Work to complete: Your task is to write out the complete listing exactly as it is shown.

* * *

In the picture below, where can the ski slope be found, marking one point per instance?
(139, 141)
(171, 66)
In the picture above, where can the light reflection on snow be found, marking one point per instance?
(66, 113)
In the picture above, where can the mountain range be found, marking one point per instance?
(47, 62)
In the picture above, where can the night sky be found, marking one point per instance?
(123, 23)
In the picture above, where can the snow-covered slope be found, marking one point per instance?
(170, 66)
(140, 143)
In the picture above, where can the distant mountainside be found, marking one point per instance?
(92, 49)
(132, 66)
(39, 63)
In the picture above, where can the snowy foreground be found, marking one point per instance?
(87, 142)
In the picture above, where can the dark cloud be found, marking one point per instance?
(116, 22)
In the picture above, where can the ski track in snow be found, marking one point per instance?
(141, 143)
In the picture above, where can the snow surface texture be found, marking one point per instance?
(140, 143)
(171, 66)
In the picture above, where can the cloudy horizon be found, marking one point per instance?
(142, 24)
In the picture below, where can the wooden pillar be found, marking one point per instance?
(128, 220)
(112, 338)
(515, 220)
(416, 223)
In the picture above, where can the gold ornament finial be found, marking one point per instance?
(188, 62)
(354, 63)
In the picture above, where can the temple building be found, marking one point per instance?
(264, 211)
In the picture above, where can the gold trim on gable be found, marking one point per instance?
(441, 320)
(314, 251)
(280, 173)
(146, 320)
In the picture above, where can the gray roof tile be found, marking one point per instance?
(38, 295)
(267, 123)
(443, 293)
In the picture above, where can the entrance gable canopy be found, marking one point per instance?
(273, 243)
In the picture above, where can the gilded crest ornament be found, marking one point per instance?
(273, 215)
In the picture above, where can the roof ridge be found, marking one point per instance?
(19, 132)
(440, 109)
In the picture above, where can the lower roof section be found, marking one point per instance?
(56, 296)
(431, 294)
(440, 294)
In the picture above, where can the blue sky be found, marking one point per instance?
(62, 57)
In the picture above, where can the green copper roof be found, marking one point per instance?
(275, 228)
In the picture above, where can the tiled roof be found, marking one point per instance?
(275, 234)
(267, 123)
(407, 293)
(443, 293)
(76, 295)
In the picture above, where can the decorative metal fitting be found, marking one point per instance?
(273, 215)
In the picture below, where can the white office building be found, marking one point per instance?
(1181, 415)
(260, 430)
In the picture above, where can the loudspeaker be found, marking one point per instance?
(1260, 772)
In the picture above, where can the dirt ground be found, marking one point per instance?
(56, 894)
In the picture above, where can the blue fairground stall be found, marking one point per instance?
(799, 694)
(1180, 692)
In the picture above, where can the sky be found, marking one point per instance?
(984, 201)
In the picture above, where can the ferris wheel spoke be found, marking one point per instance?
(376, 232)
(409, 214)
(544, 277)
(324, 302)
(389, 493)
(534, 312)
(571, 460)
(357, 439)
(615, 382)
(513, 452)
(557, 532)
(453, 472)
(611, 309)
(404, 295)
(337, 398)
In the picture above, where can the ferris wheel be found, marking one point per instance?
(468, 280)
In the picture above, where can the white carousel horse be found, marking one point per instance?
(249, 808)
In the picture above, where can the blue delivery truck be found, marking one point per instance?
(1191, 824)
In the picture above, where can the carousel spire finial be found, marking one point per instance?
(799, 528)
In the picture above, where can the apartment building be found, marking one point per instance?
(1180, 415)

* * *

Problem solution:
In the picture below, where can the ski slope be found, marking one point per instance?
(139, 141)
(171, 66)
In the picture above, where can the light reflection on snow be found, marking one point per instance?
(66, 113)
In the picture above, where can the mountain range be found, marking one point per instance?
(47, 62)
In the picture above, where can the night sky be found, marking one point per instance?
(123, 23)
In the picture above, where can the snow-covered slope be found, marking one point per instance?
(170, 66)
(140, 143)
In the picture above, where can the distant mountainside be found, marking one point per instance?
(92, 49)
(132, 66)
(39, 63)
In the picture above, where can the snowy foreground be found, marking one point per instance?
(87, 142)
In the picture above, where can the dark cloud be found, marking one point per instance?
(116, 22)
In the picture above, where can the ski track in snow be found, marking one point per instance?
(141, 143)
In the picture above, where can the snow surface texture be found, marking one point per instance?
(140, 143)
(171, 66)
In the picture above, where can the cloudy horizon be found, marking one point per instance?
(142, 24)
In the picture below, where can the wooden pillar be found, marking one point per instance?
(128, 220)
(112, 338)
(515, 220)
(416, 223)
In the picture above, where can the gold ornament finial be found, marking one point per instance?
(188, 62)
(354, 63)
In the picture above, where can the temple building be found, marking one point per instance?
(264, 211)
In the picture above, where can the gold trim on gable be found, marking one point per instance?
(441, 320)
(314, 251)
(280, 173)
(146, 320)
In the picture above, where can the gray roof tile be found, marking one point per instance?
(38, 295)
(267, 123)
(443, 293)
In the picture above, where can the entrance gable canopy be found, marking one point per instance?
(273, 243)
In the picture above, where can the gilded crest ornament be found, marking one point per instance?
(273, 215)
In the picture above, where can the roof ridge be found, marking one point per instance?
(19, 132)
(440, 109)
In the picture above, where can the lower roof section be found, marking one point per instance?
(56, 296)
(431, 294)
(440, 294)
In the picture above, where can the blue sky be found, marking one point per instance?
(62, 57)
In the picture above, where can the green copper roof be found, marking one point per instance?
(275, 228)
In the picture above, where can the tiled roof be found, marking one point per instance?
(275, 234)
(267, 123)
(407, 293)
(443, 293)
(76, 295)
In the picture above, where can the decorative metal fitting be found, marking one point per instance?
(273, 215)
In the picture below, where can the white office building be found, marking one point per instance?
(1181, 415)
(260, 430)
In the picture above, where can the loudspeaker be found, marking one point per instance?
(1260, 772)
In the picture above, where can the dirt ground be found, marking one point per instance?
(56, 894)
In the picture above, where can the blue fairground stall be found, marking one point per instance?
(799, 694)
(1180, 692)
In the picture above, where can the sky be found, marking one point per instance?
(984, 201)
In the picture above, where can the ferris wheel spoke be found, marking one point per instance?
(376, 232)
(409, 214)
(544, 277)
(324, 302)
(389, 493)
(534, 312)
(571, 460)
(357, 439)
(615, 382)
(513, 452)
(557, 532)
(453, 472)
(611, 309)
(404, 295)
(337, 398)
In the picture above, where can the ferris wheel be found, marking one point per instance?
(468, 280)
In the picture above, where can the white carousel horse be found, marking one point per instance?
(249, 808)
In the picture above, where can the blue delivery truck be found, marking one point per instance?
(1191, 824)
In the picture above, where can the carousel spire finial be found, marking one point per instance?
(799, 528)
In the picture above, where can the apartment building be found, marking one point per instance?
(1180, 415)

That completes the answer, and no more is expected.